**Written problem**
Find the line that contains "black fireplace frame?". Then set down that line and all the lines after it, to the end of the records, exactly and with nothing added.
─── Excerpted data
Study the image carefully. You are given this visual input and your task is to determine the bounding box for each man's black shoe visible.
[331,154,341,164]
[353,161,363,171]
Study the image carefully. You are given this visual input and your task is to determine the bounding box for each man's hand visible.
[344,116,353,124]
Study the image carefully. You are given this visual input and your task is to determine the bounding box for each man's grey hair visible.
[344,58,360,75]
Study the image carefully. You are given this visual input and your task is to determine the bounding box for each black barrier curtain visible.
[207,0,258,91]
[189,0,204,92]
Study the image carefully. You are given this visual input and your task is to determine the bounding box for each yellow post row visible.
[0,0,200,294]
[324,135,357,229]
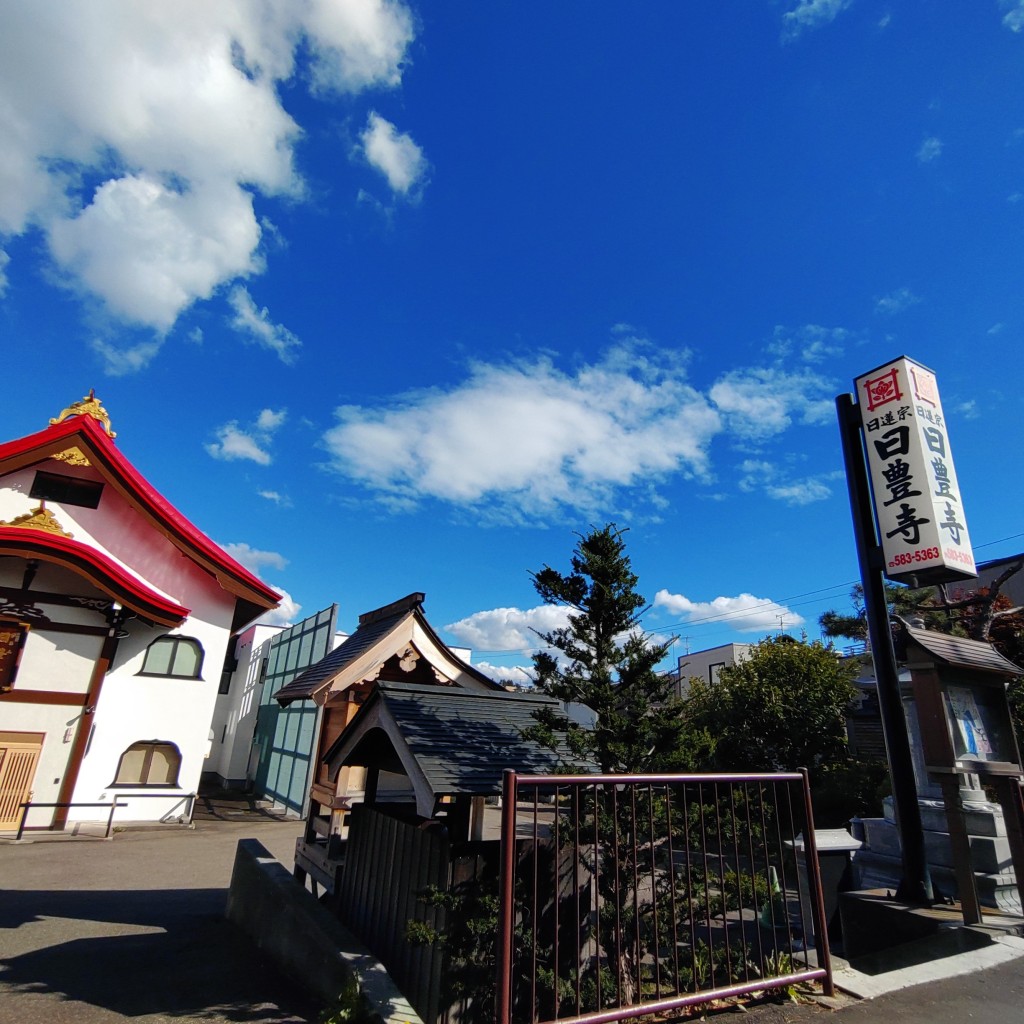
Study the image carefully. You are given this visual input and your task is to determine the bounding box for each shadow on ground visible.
[0,889,321,1022]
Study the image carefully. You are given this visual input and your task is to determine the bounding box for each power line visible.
[466,534,1024,656]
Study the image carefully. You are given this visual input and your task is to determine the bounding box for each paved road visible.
[0,818,321,1024]
[6,818,1024,1024]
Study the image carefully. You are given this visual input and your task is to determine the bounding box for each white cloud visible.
[918,135,942,164]
[206,420,272,466]
[765,476,831,505]
[769,324,858,364]
[654,590,804,633]
[48,175,259,333]
[256,490,292,509]
[89,338,164,377]
[359,111,427,196]
[782,0,853,40]
[227,285,302,364]
[874,288,921,315]
[1002,0,1024,32]
[473,662,534,686]
[258,584,302,626]
[220,542,288,573]
[256,409,288,434]
[710,369,836,438]
[0,0,414,344]
[206,409,288,466]
[444,604,569,652]
[736,459,845,505]
[325,347,721,516]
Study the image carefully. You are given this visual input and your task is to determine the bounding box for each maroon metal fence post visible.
[495,769,518,1024]
[800,768,836,995]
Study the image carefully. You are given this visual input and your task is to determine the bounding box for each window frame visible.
[108,739,181,790]
[137,633,206,681]
[29,469,103,509]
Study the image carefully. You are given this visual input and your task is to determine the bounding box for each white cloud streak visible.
[782,0,853,41]
[709,369,836,439]
[654,590,804,633]
[1002,0,1024,32]
[324,344,835,520]
[220,542,288,575]
[325,349,721,516]
[918,135,942,164]
[0,0,414,360]
[258,584,302,626]
[206,409,288,466]
[359,111,427,197]
[227,285,302,364]
[874,288,921,316]
[444,604,569,653]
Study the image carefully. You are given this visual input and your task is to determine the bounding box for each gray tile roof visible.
[905,626,1024,676]
[273,593,499,705]
[273,608,409,705]
[326,682,596,797]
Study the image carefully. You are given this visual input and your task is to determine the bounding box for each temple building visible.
[0,392,280,831]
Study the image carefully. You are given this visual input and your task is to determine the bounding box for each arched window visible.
[111,739,181,786]
[139,636,203,679]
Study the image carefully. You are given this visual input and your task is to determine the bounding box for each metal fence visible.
[497,772,833,1024]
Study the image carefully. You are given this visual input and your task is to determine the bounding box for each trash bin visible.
[786,828,864,944]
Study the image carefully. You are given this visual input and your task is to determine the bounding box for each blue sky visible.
[0,0,1024,674]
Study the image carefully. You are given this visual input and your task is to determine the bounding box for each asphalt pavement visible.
[6,816,1024,1024]
[0,818,322,1024]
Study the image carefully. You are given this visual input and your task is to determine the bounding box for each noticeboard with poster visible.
[855,356,977,587]
[945,684,1019,770]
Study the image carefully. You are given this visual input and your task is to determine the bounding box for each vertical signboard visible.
[855,356,977,587]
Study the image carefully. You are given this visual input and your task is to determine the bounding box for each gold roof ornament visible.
[50,388,117,440]
[0,505,73,538]
[50,444,92,466]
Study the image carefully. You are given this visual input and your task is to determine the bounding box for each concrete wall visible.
[227,839,423,1024]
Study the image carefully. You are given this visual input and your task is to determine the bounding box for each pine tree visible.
[532,523,685,772]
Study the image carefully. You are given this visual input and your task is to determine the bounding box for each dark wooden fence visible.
[497,772,833,1024]
[336,805,451,1024]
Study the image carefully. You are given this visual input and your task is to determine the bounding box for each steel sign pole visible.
[836,394,933,904]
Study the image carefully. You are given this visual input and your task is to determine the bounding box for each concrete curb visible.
[226,839,423,1024]
[834,935,1024,999]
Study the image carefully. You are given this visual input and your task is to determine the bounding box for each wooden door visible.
[0,732,43,831]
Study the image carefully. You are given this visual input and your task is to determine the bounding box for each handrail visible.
[14,793,196,842]
[14,799,128,843]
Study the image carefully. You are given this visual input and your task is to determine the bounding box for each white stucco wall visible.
[0,460,258,821]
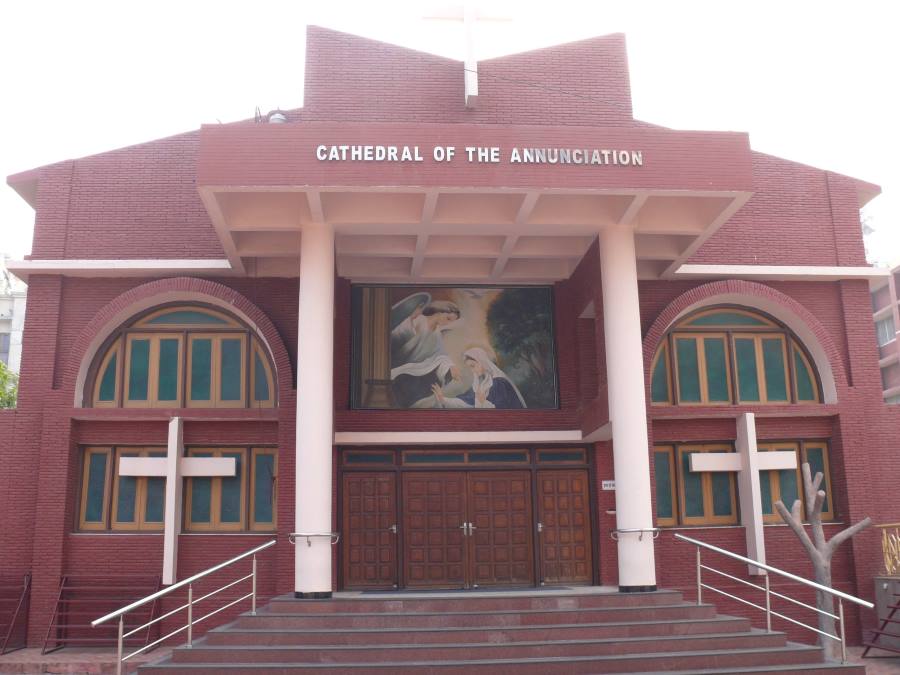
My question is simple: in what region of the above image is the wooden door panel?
[468,471,534,586]
[537,469,593,583]
[342,472,397,589]
[403,472,466,588]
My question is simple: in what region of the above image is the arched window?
[650,307,821,405]
[91,305,275,408]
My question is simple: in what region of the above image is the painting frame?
[349,282,561,414]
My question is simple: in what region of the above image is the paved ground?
[0,647,900,675]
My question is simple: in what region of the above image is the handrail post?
[696,546,703,605]
[250,555,256,616]
[187,584,194,647]
[116,614,125,675]
[838,598,847,663]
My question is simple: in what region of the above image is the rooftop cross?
[425,2,510,108]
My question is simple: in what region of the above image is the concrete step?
[206,616,750,645]
[139,643,825,675]
[172,631,785,664]
[235,603,715,629]
[268,590,684,614]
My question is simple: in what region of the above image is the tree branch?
[825,516,872,560]
[775,499,819,560]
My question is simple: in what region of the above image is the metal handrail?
[675,532,875,661]
[91,539,276,675]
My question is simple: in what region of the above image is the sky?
[0,0,900,264]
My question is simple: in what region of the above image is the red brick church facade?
[0,28,900,643]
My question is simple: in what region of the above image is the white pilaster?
[600,225,656,589]
[294,223,334,594]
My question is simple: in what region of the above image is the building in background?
[870,266,900,404]
[0,260,27,373]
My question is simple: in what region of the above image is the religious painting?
[352,286,558,410]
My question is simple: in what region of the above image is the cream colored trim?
[334,429,586,445]
[6,259,236,282]
[671,265,891,281]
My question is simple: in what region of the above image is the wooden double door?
[342,469,593,589]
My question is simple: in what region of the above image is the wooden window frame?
[672,331,734,406]
[653,445,679,527]
[183,447,250,532]
[109,446,166,532]
[123,331,184,408]
[648,339,675,405]
[184,331,248,408]
[731,332,797,405]
[756,441,804,523]
[247,338,275,408]
[248,448,278,532]
[78,447,113,532]
[675,443,739,526]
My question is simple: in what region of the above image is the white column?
[600,225,656,590]
[294,224,334,597]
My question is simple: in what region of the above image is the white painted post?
[294,223,334,597]
[600,225,656,590]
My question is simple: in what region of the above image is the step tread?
[241,602,713,619]
[139,643,823,672]
[178,629,785,654]
[208,614,747,635]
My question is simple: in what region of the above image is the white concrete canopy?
[691,413,797,575]
[119,417,235,585]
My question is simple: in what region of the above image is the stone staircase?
[139,588,865,675]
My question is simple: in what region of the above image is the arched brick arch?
[63,277,292,407]
[644,279,847,403]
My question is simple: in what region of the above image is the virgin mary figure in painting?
[391,293,460,408]
[431,347,528,409]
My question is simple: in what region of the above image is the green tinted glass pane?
[734,338,759,401]
[157,338,178,401]
[806,446,831,511]
[191,476,212,523]
[344,452,394,464]
[681,452,704,518]
[253,353,269,401]
[538,450,586,462]
[147,309,228,325]
[84,453,106,523]
[219,338,241,401]
[794,347,816,401]
[759,471,775,516]
[128,340,150,401]
[703,338,728,402]
[778,469,799,511]
[650,349,669,403]
[403,452,466,464]
[144,478,166,523]
[763,338,788,401]
[712,471,734,516]
[219,452,242,523]
[191,338,212,401]
[115,452,138,523]
[653,452,672,518]
[675,338,700,403]
[688,312,768,326]
[99,354,118,401]
[253,454,275,523]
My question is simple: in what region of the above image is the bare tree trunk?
[775,463,872,661]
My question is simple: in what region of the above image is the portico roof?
[197,122,752,283]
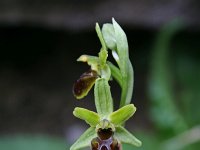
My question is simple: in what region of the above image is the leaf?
[109,104,136,126]
[94,78,113,118]
[73,70,98,99]
[114,126,142,147]
[73,107,100,127]
[70,127,97,150]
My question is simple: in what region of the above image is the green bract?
[70,19,142,150]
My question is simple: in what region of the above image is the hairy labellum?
[91,128,121,150]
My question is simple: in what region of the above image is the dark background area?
[0,0,200,150]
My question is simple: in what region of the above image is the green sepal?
[102,23,117,50]
[77,55,99,73]
[73,107,100,127]
[112,18,129,76]
[70,127,97,150]
[114,126,142,147]
[120,60,134,107]
[95,23,107,50]
[94,78,113,118]
[109,104,136,126]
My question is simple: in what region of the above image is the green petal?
[114,126,142,147]
[94,78,113,118]
[70,127,97,150]
[73,70,98,99]
[73,107,100,127]
[77,55,99,72]
[109,104,136,126]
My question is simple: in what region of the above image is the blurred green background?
[0,0,200,150]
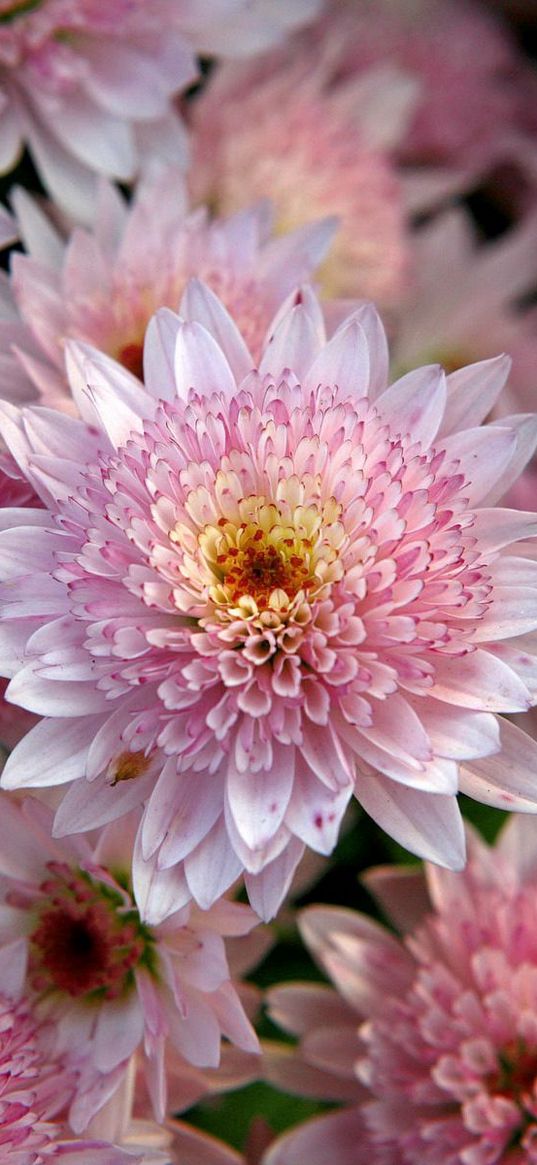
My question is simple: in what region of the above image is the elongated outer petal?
[6,664,107,718]
[376,365,446,449]
[54,772,155,838]
[143,308,181,401]
[356,772,465,869]
[440,355,511,437]
[1,716,101,789]
[263,1106,374,1165]
[65,340,154,449]
[184,818,242,910]
[481,412,537,506]
[433,648,531,712]
[259,292,320,380]
[0,938,28,998]
[94,991,143,1072]
[133,831,192,926]
[179,278,254,383]
[160,1121,243,1165]
[349,303,390,401]
[472,497,537,553]
[460,719,537,813]
[174,323,236,401]
[304,319,369,398]
[245,838,304,923]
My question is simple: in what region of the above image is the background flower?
[0,797,257,1131]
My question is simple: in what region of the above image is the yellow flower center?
[198,496,345,623]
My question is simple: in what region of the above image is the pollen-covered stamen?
[106,749,151,785]
[198,496,345,617]
[30,862,154,1000]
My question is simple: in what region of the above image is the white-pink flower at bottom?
[0,796,257,1131]
[265,817,537,1165]
[0,995,142,1165]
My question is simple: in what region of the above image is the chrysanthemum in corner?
[267,817,537,1165]
[0,167,335,410]
[0,0,319,219]
[0,282,537,918]
[0,978,143,1165]
[0,793,257,1131]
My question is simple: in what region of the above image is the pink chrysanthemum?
[273,817,537,1165]
[297,0,531,169]
[0,168,334,409]
[0,0,318,219]
[0,796,257,1131]
[0,282,537,919]
[0,995,136,1165]
[189,56,414,306]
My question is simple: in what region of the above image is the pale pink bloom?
[189,55,414,306]
[267,0,535,184]
[0,0,319,220]
[273,817,537,1165]
[0,168,334,409]
[391,209,537,417]
[0,288,537,923]
[0,995,136,1165]
[0,205,19,249]
[0,796,257,1131]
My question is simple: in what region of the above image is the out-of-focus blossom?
[252,0,536,197]
[0,205,19,249]
[270,817,537,1165]
[0,168,334,409]
[0,288,537,922]
[391,209,537,414]
[0,983,140,1165]
[0,796,257,1131]
[0,0,319,220]
[189,56,414,306]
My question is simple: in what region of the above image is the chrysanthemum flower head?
[0,795,257,1131]
[0,167,335,409]
[0,0,319,220]
[189,56,414,306]
[0,983,142,1165]
[273,817,537,1165]
[0,282,537,920]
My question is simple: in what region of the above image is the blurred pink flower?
[305,0,532,170]
[0,983,136,1165]
[0,168,334,410]
[0,796,257,1131]
[391,209,537,414]
[0,288,537,922]
[0,0,319,220]
[189,56,414,306]
[269,816,537,1165]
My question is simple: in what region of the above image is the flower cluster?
[0,0,537,1165]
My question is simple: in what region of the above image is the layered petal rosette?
[0,282,537,920]
[0,983,140,1165]
[267,817,537,1165]
[0,793,257,1131]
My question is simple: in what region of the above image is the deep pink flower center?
[118,340,143,380]
[489,1040,537,1103]
[30,862,153,1000]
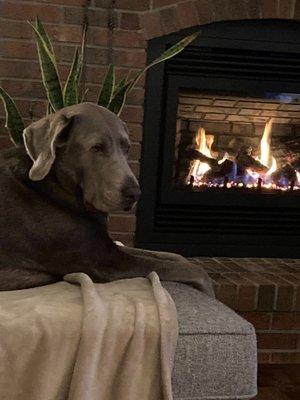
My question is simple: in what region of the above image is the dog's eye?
[123,144,130,154]
[90,143,105,153]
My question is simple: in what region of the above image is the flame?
[191,128,214,177]
[266,157,277,176]
[259,118,276,172]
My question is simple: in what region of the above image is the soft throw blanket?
[0,272,178,400]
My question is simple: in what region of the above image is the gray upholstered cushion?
[163,282,257,400]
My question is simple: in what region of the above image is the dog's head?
[23,103,140,212]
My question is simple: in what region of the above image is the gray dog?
[0,103,214,296]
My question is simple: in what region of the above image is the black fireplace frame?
[136,20,300,258]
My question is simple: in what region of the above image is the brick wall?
[0,0,300,362]
[0,0,300,244]
[191,257,300,364]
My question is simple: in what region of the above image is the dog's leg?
[0,267,61,291]
[106,247,215,298]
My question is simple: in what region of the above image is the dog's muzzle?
[121,180,141,211]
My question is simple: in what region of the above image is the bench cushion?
[163,282,257,400]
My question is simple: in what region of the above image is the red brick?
[121,106,144,123]
[85,65,107,85]
[94,0,111,8]
[126,88,145,106]
[153,0,178,8]
[262,0,277,18]
[108,214,136,232]
[0,20,33,39]
[128,161,140,178]
[257,332,299,350]
[116,0,150,11]
[46,25,82,43]
[272,312,300,330]
[209,0,235,21]
[0,59,41,79]
[239,312,271,330]
[209,274,237,309]
[225,273,257,311]
[177,1,198,28]
[257,351,270,364]
[271,352,300,364]
[113,30,147,48]
[243,272,275,311]
[1,40,37,60]
[120,12,141,31]
[0,1,64,23]
[141,12,163,39]
[2,79,45,99]
[262,273,294,311]
[160,7,180,34]
[127,124,143,142]
[87,26,108,46]
[114,50,146,68]
[228,0,249,19]
[65,7,108,27]
[195,0,214,24]
[8,99,46,118]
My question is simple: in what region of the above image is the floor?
──────
**Exercise response**
My question is simple: in what region of the above image is the black fireplace frame?
[136,20,300,258]
My question is simple: in what region of the above image is the brick wall?
[0,0,300,362]
[0,0,300,244]
[191,257,300,364]
My question is simple: in what region of the above image is the dog's leg?
[0,267,61,291]
[106,247,215,298]
My question is simple: in what region of the above image is the dog's muzzle?
[121,180,141,211]
My question is simple: in what region of the above image is the bench cushion?
[163,282,257,400]
My question is simple: in what region of the above image is the red brick?
[121,106,144,123]
[85,65,107,85]
[94,0,111,8]
[126,88,145,106]
[153,0,178,8]
[262,0,277,18]
[108,214,136,232]
[0,20,33,39]
[128,161,140,178]
[257,332,299,350]
[116,0,150,11]
[46,25,82,43]
[272,312,300,330]
[209,0,235,21]
[0,59,41,79]
[239,312,271,330]
[209,274,237,309]
[225,273,257,311]
[177,1,198,28]
[257,351,270,364]
[271,352,300,364]
[113,30,147,48]
[243,272,275,311]
[1,40,37,60]
[120,12,141,31]
[0,1,64,23]
[141,12,163,39]
[2,79,45,99]
[262,273,294,311]
[160,7,180,34]
[127,124,143,142]
[87,26,108,46]
[114,50,146,68]
[228,0,249,19]
[65,7,108,27]
[195,0,214,24]
[8,99,46,118]
My question is simple: in what region of the above image is the floor?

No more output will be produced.